Source extract:
========================================

If human works would be exempt from the strict rules AI has to follow what's to stop the big companies to hire people to white wash the style copyrights? What companies need is to license some images in that style. The images can be produced for hire at the lowest price.
visarga t1_j68oh3j wrote
Reply to comment by TwitchTvOmo1 in Google not releasing MusicLM by Sieventer
I work on NLP, simpler tasks like information extraction from forms. My model was based on years of painstaking labelling and architecture tweaking. But last year I put an invoice into GPT-3 and it just spit out the fields in JSON, nicely formatted. No training, just works.
At first I panicked - here we have our own replacement! What do I do now? But now I realise it was not so simple. In order to make it work, you need to massage the input to fit into 2000 tokens, and reserve the rest of 2000 for the response.

========================================

Record set:
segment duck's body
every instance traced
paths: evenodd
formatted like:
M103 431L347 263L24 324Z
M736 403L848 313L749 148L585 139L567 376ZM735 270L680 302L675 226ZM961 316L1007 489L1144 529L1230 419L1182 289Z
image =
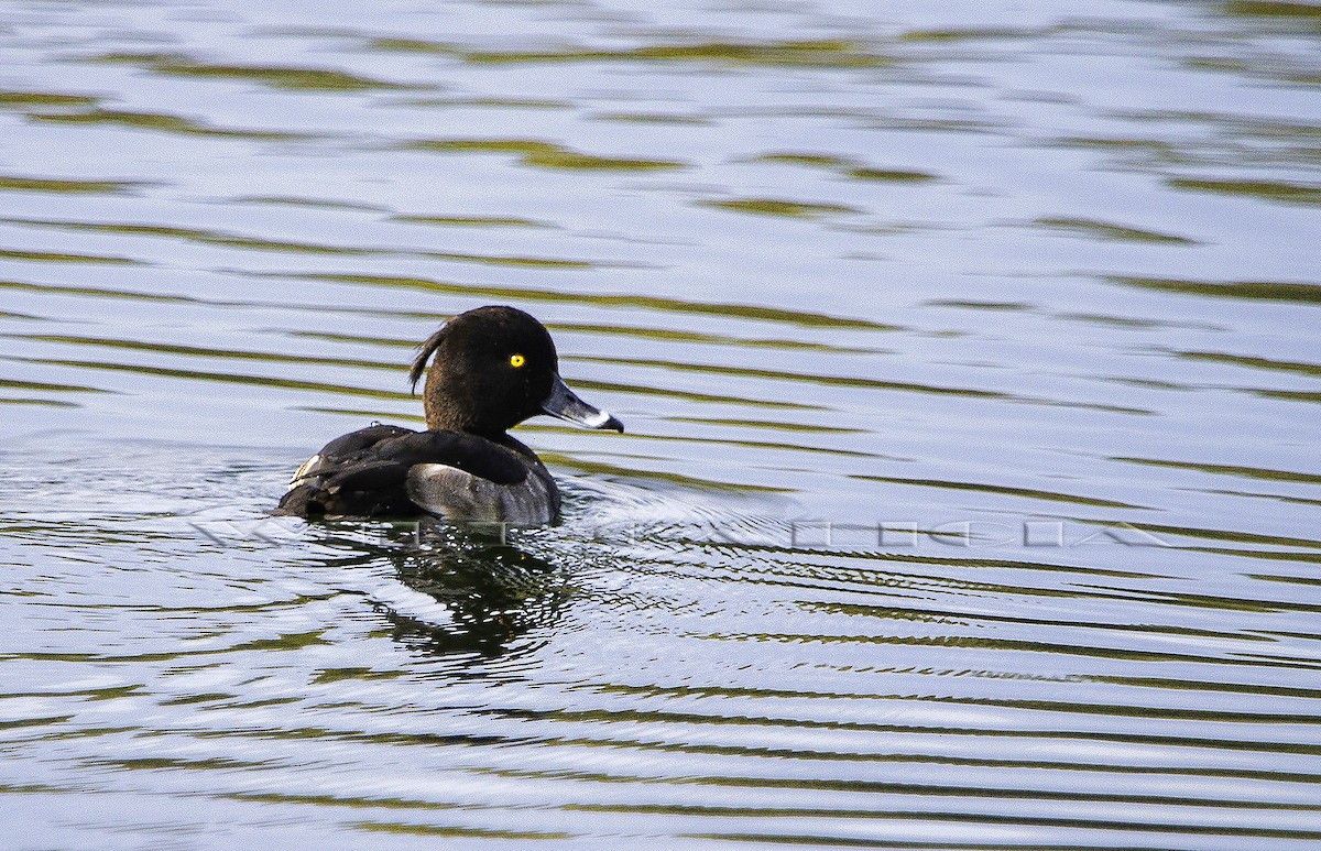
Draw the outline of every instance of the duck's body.
M332 440L293 474L277 513L550 523L560 510L555 480L507 429L551 414L624 431L564 385L555 344L522 311L478 308L450 320L423 344L415 385L432 353L427 431L374 424Z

========================================

What is required:
Continue the forum thread about AI replacing information-extraction work, starting right after its last sentence.

Answer to the exercise:
I need to check that the extracted fields really do match to the document and are not hallucinated. I have to run it again to extract a few fields that came out empty for some reason. And I have to work on evaluation of prompts, it's not just writing, it has to be tested as well. Now I have so much work ahead of me I don't know what to do first.
I believe most AI adoptions will be similar. They will solve some task but need help, or create new capability and need new development. There is almost no AI that works without human in the loop today, not even chatGPT can be useful until someone vets its output, an certainly not Tesla or Waymo SDCs.
visarga t1_j68nu2s wrote
Reply to comment by SurroundSwimming3494 in Google not releasing MusicLM by Sieventer
AI will make some things easier and create more expectations and work around it.
visarga t1_j67sivp wrote
Reply to comment by TankAttack in [D] Best large language model for Named Entity Extraction? by TankAttack
My task uses sentence pairs, and I have an efficient prompt that makes many pairs in one go. So in 5 hours I managed to generate 230K pairs. Cost $10. I plan to generate millions to "exfiltrate" more domain knowledge for the small and efficient models I am training downstream.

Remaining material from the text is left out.